■ **JOB 1**
From the passage on Canada's colonial history, name every member of the commission the Continental Congress sent to Quebec.
■ **JOB 2**
Resume the passage on Canada's colonial history after its final sentence and write what follows.

■ **TEXT SEGMENT**
-=-=-

Canada, together with all the territory between the Alleghanies and the Mississippi River, claimed by France, was ceded to Great Britain. Canada was under a military government from 1760 to 1764, and under a sort of provisional government, organized in pursuance of a proclamation by George III., from 1764 to 1774, when the British Parliament passed an important measure known as The Quebec Act' (q.v.), which extended the province to the Ohio and Mississippi rivers, provided that Roman Catholics should not be interfered with in their religion, intrusted the administration of affairs to a Governor and a Legislative Council appointed by the Crown, and formally recognized the old civil laws and civil institutions of French Canada, though the English criminal laws were to be in force throughout the province. During the American Revolution, the Continental Congress attempted to secure the active alliance of Canada, and to that end sent a commission, made up of Franklin, Chase, Charles Carroll, and John Carroll, to Quebec; but the province remained loyal throughout, and at the close of the war its population was augmented by the immigration from the United States of between 30,000 and 40,000 Loyalists, whose advent, says the Canadian historian Bourinot, "was the saving of British interests in the great region which England still happily retained in North America." It was these immigrants who founded New Brunswick and Upper Canada (Ontario), and their descendants have continued to the present day to constitute perhaps the most important and influential element in the population of

Canada.

-=-=-

■ **INFORMATION SHOWN**
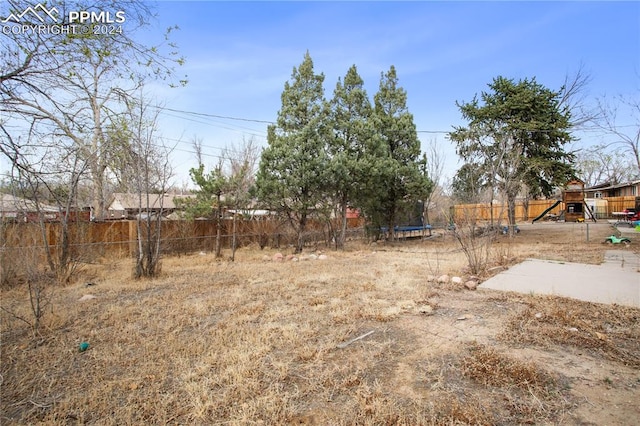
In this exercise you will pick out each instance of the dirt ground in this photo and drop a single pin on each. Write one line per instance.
(366, 336)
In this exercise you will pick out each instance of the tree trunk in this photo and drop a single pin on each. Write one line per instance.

-=-=-

■ **TASK RESULT 1**
Franklin, Chase, Charles Carroll, John Carroll

■ **TASK RESULT 2**
By the treaty of 1783, the area of Canada, as established by the Quebec Act, was reduced by the formal relinquishment to the United States of the territory now constituting the States of Wisconsin, Michigan, Ohio, Indiana, and Illinois, and in 1791 the province was divided by the so-called 'Constitutional Act' into two sections, 'Upper Canada' and 'Lower Canada,' the former of which, then having a population of about 20,000, was inhabited almost entirely by men of English descent, and the latter, then having a population of about 125,000, mostly by men of French descent. Each section was to have a Legislative Council, to be appointed by the King, for life; an assembly, to be chosen by a popular vote; and a Governor and Executive Council, to be appointed by the King; while French institutions were for the most part to obtain in the one and English institutions in the other. The so-called 'Maritime Provinces'-New Brunswick, Nova Scotia, Cape Breton, and Prince Edward Island-were placed under administrations very similar to that of Upper Canada. In Lower Canada a party of discontent almost immediately arose, and until the reorganization of the Government, in 1841, there was almost continual friction between the Popular Assembly on the one side, representing the French element, and the Governor and Legislative Council on the other, representing almost exclusively the English element. In spite of the unifying influence of the War of 1812 with the United States (see UNITED STATES, History), in which men of all races throughout Canada participated, this racial antagonism became more and more accentuated, until, in

1837, a certain element of the French population, under the leadership of Louis J. Papineau (q.v.), angered by the intervention of the British Government, rose in revolt against the British authority, but were quickly suppressed.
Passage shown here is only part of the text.